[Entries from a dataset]
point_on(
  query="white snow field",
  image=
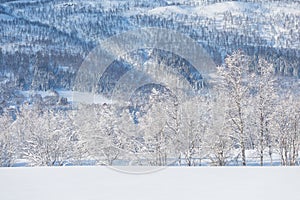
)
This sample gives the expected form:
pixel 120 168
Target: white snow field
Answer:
pixel 102 183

● **PROBLEM TO SOLVE**
Please extract every line of the entries that contains the word "field". Case counts, so match it exactly.

● **RESPONSE FOR THIS EXERCISE**
  query="white snow field",
Target: white snow field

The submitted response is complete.